## Items
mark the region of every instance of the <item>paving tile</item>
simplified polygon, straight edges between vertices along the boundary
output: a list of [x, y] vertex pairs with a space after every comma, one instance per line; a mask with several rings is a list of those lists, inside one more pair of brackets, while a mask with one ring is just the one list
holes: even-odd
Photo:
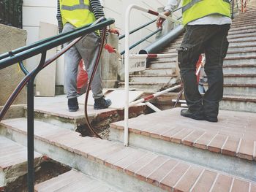
[[192, 129], [184, 128], [178, 134], [173, 135], [170, 139], [170, 141], [176, 143], [181, 143], [183, 138], [186, 137], [187, 135], [193, 131]]
[[205, 170], [192, 191], [210, 191], [217, 174], [208, 170]]
[[105, 160], [105, 164], [108, 166], [113, 167], [113, 165], [129, 155], [135, 153], [137, 150], [132, 147], [124, 147], [118, 152], [113, 154], [110, 157]]
[[176, 165], [178, 165], [177, 161], [169, 159], [157, 170], [148, 176], [147, 182], [149, 182], [153, 185], [157, 186], [159, 185], [159, 182], [161, 181], [165, 176], [166, 176], [166, 173], [170, 172], [170, 171], [171, 171], [172, 169], [173, 169]]
[[221, 149], [227, 138], [227, 136], [218, 134], [208, 145], [208, 149], [212, 152], [221, 153]]
[[[146, 155], [138, 159], [133, 164], [129, 165], [127, 167], [124, 168], [124, 171], [129, 175], [133, 175], [134, 174], [139, 172], [144, 166], [150, 164], [157, 157], [157, 154], [148, 153]], [[147, 176], [147, 175], [146, 175]]]
[[124, 171], [124, 169], [130, 164], [135, 163], [136, 161], [147, 155], [147, 153], [142, 150], [138, 150], [129, 156], [121, 159], [121, 161], [114, 164], [113, 167], [119, 171]]
[[256, 183], [251, 183], [251, 191], [249, 192], [256, 192]]
[[181, 179], [173, 187], [173, 192], [189, 191], [197, 181], [200, 173], [203, 171], [202, 168], [191, 166]]
[[226, 143], [222, 147], [222, 153], [230, 156], [236, 156], [239, 140], [239, 138], [229, 137]]
[[203, 131], [199, 131], [199, 130], [195, 130], [191, 134], [189, 134], [188, 137], [186, 137], [182, 139], [181, 143], [188, 145], [188, 146], [193, 146], [194, 142], [200, 138], [204, 133], [206, 133]]
[[211, 139], [216, 136], [216, 133], [206, 133], [203, 134], [198, 140], [197, 140], [194, 143], [194, 146], [206, 150], [208, 144], [211, 141]]
[[238, 156], [241, 158], [253, 160], [254, 141], [242, 139]]
[[148, 175], [150, 175], [154, 171], [157, 170], [167, 160], [168, 158], [167, 157], [157, 156], [157, 158], [151, 161], [149, 164], [146, 165], [139, 171], [136, 172], [135, 177], [140, 180], [146, 181]]
[[238, 179], [234, 180], [231, 192], [249, 191], [249, 183]]
[[159, 182], [159, 186], [164, 190], [171, 191], [189, 168], [188, 164], [180, 163]]
[[219, 174], [211, 192], [230, 192], [232, 180], [231, 177]]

## What you will do
Please rewrite the material above, renaming "paving tile" to "floor tile" and keeping everything else the same. Leave the image out of your answer.

## Result of this exercise
mark the region of every instance of the <item>floor tile</item>
simplified polygon, straight edges between vertices along the boundary
output: a list of [x, y] vertex pairs with a space after every comma, one instance per line; a mask with several rings is a list of those lists, inside one more pair of brackets, while a mask with one ring is just the one list
holes: even-odd
Photo:
[[192, 129], [184, 128], [178, 134], [173, 135], [170, 139], [170, 141], [176, 143], [181, 143], [183, 138], [186, 137], [187, 135], [193, 131]]
[[205, 170], [192, 191], [210, 191], [217, 174], [208, 170]]
[[105, 160], [105, 164], [108, 166], [113, 167], [113, 165], [129, 155], [135, 153], [137, 150], [132, 147], [124, 147], [118, 152], [113, 154], [110, 157]]
[[176, 165], [178, 165], [177, 161], [169, 159], [157, 170], [148, 176], [147, 182], [149, 182], [153, 185], [157, 186], [159, 185], [159, 182], [161, 181], [165, 176], [166, 176], [166, 173], [170, 172], [170, 171], [171, 171], [172, 169], [173, 169]]
[[221, 149], [227, 138], [227, 136], [218, 134], [208, 145], [208, 149], [212, 152], [221, 153]]
[[[146, 155], [138, 159], [133, 164], [129, 165], [127, 167], [124, 168], [124, 171], [129, 175], [133, 175], [134, 174], [139, 172], [144, 166], [150, 164], [157, 157], [157, 154], [148, 153]], [[147, 176], [147, 175], [146, 175]]]
[[124, 171], [124, 169], [130, 164], [135, 163], [136, 161], [147, 155], [147, 153], [142, 150], [138, 150], [129, 156], [121, 159], [121, 161], [114, 164], [113, 167], [119, 171]]
[[256, 183], [251, 183], [251, 191], [249, 192], [256, 192]]
[[181, 179], [173, 187], [173, 192], [189, 191], [197, 181], [200, 173], [203, 171], [202, 168], [191, 166]]
[[226, 143], [222, 147], [222, 153], [230, 156], [236, 156], [239, 140], [239, 138], [229, 137]]
[[203, 131], [199, 131], [199, 130], [195, 130], [191, 134], [189, 134], [188, 137], [186, 137], [182, 139], [181, 143], [188, 145], [188, 146], [193, 146], [194, 142], [200, 138], [204, 133], [206, 133]]
[[211, 139], [216, 136], [216, 133], [206, 133], [203, 134], [198, 140], [197, 140], [194, 143], [194, 146], [206, 150], [208, 144], [211, 141]]
[[238, 156], [241, 158], [253, 160], [254, 141], [242, 139]]
[[148, 175], [150, 175], [154, 171], [157, 170], [167, 160], [168, 158], [167, 157], [157, 156], [157, 158], [151, 161], [149, 164], [146, 165], [139, 171], [136, 172], [135, 177], [140, 180], [146, 181]]
[[238, 179], [234, 180], [231, 192], [249, 191], [249, 183]]
[[159, 182], [159, 186], [164, 190], [171, 191], [189, 168], [188, 164], [180, 163]]
[[219, 174], [211, 192], [230, 192], [232, 180], [231, 177]]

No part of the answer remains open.